The lines from the start of the records through the one containing "Category: firefighter with red helmet" are to be restated word for word; please include both ends.

Natural-language object grounding data
● ● ● ● ●

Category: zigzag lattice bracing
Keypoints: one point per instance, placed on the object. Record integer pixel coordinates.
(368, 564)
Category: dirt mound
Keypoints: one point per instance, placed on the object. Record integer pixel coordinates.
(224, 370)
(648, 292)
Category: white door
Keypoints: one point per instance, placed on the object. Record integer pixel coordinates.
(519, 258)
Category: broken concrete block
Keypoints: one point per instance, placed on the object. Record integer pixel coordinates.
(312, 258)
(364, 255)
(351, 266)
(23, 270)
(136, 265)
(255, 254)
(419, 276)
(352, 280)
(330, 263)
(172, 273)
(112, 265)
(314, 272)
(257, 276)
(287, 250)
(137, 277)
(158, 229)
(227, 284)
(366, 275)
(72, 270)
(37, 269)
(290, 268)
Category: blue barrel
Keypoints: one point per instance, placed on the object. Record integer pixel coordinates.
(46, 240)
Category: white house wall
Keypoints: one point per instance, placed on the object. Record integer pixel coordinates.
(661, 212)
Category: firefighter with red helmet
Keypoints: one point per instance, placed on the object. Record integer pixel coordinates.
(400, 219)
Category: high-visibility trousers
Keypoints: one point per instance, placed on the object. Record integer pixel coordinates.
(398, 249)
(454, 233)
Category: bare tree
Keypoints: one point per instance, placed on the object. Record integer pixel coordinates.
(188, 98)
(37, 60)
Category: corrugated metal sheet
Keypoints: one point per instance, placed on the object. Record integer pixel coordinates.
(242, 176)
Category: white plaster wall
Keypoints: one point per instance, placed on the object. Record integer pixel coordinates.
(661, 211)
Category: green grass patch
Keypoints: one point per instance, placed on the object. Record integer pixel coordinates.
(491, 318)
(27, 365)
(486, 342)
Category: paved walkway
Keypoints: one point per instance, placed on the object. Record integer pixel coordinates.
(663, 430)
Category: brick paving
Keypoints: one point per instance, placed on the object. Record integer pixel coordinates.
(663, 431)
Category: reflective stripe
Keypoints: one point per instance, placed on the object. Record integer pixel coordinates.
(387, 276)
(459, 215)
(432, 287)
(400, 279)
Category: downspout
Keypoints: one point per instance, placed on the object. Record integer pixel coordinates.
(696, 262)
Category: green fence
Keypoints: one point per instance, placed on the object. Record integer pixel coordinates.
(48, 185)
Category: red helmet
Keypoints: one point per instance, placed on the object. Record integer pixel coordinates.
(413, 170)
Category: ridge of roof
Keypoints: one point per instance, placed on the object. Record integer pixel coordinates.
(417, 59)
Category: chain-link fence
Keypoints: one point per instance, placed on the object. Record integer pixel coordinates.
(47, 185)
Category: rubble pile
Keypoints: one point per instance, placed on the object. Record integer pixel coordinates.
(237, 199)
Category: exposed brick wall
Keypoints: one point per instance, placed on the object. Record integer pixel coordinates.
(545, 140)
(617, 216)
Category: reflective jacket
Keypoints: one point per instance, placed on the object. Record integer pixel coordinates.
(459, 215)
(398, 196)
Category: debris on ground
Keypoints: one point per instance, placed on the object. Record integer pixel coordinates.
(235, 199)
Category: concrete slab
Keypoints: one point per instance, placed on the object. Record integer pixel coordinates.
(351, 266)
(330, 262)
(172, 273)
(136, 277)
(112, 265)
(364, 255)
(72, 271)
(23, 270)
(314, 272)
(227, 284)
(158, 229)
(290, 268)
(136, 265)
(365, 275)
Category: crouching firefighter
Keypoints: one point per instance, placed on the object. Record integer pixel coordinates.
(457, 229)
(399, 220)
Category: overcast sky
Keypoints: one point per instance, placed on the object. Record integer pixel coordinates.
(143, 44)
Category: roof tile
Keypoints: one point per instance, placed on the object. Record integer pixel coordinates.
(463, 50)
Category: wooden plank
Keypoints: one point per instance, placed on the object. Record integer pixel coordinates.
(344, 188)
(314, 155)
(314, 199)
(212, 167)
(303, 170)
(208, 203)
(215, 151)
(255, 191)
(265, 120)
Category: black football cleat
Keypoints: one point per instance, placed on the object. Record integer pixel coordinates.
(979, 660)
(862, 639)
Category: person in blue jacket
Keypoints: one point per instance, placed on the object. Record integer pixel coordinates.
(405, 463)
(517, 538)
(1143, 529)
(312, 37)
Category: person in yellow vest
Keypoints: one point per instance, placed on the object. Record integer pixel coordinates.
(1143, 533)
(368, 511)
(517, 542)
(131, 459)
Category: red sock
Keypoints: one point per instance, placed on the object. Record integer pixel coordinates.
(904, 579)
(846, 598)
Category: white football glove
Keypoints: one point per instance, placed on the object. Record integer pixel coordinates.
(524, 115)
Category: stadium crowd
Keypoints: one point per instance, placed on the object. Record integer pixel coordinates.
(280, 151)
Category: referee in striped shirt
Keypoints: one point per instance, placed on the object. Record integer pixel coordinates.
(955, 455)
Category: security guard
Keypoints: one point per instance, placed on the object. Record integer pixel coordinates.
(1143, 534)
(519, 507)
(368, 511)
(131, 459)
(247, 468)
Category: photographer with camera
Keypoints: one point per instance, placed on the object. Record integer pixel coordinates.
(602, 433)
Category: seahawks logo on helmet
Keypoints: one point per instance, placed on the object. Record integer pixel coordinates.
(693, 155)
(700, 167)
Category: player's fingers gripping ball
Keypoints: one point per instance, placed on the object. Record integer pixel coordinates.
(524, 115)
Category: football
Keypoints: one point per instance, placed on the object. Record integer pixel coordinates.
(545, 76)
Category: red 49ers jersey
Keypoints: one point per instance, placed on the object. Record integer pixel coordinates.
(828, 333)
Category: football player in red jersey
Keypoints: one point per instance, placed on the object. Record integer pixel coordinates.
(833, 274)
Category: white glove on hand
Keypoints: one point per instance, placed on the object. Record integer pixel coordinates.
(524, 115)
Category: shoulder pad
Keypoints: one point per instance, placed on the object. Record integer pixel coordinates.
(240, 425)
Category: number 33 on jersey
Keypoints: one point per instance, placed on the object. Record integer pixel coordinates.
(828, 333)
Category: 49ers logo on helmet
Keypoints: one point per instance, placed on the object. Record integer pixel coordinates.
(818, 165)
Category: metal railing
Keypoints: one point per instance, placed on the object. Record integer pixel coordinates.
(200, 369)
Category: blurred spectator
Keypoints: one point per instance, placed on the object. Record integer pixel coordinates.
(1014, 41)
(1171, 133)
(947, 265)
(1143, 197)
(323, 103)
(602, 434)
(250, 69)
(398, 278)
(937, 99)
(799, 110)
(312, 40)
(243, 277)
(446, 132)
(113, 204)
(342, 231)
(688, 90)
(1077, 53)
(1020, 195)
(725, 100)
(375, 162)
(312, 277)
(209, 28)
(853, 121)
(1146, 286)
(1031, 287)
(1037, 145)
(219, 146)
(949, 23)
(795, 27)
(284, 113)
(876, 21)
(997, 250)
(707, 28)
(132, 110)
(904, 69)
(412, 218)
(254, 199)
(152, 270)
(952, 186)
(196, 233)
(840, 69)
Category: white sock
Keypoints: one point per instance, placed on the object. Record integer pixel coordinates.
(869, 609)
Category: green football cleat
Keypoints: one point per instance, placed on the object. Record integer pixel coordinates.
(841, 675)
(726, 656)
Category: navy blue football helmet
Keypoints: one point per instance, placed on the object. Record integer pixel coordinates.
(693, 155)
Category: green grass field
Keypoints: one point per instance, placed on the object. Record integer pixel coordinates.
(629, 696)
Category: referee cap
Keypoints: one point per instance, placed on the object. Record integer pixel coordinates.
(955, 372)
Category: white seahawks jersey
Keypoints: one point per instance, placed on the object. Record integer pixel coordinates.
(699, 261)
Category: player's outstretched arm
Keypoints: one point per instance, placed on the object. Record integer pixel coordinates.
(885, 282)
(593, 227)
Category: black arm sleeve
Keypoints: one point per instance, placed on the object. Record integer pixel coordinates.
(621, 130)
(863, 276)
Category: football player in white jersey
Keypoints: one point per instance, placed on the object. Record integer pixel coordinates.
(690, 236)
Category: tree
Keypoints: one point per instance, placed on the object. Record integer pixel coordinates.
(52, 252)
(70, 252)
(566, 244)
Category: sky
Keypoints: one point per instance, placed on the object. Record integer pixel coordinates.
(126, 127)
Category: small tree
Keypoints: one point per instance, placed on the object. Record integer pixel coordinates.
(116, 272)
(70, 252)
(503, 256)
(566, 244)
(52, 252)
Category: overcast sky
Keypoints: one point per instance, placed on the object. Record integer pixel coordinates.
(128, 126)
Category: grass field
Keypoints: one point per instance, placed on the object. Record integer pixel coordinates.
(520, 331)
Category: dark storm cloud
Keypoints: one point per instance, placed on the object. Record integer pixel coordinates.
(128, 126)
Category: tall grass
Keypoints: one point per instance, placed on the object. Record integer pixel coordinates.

● ● ● ● ●

= Problem solution =
Category: zigzag lattice bracing
Keypoints: one point per instance, placed on the object. Record integer pixel coordinates.
(368, 564)
Category: dirt mound
Keypoints: one point per instance, placed on the object. Record integer pixel coordinates.
(224, 370)
(648, 292)
Category: white door
Keypoints: one point per instance, placed on the object. Record integer pixel coordinates.
(519, 258)
Category: broken concrete block
Keypoints: one point per instance, placed on the object. Record integer pixel coordinates.
(312, 258)
(364, 255)
(351, 266)
(23, 270)
(136, 265)
(255, 254)
(419, 276)
(352, 280)
(330, 263)
(172, 273)
(112, 265)
(314, 272)
(257, 276)
(287, 250)
(137, 277)
(158, 229)
(227, 284)
(366, 275)
(72, 270)
(37, 269)
(290, 268)
Category: blue barrel
Keypoints: one point per instance, placed on the object. Record integer pixel coordinates.
(46, 240)
Category: white house wall
Keypoints: one point per instance, placed on the object. Record integer pixel coordinates.
(661, 212)
Category: firefighter with red helmet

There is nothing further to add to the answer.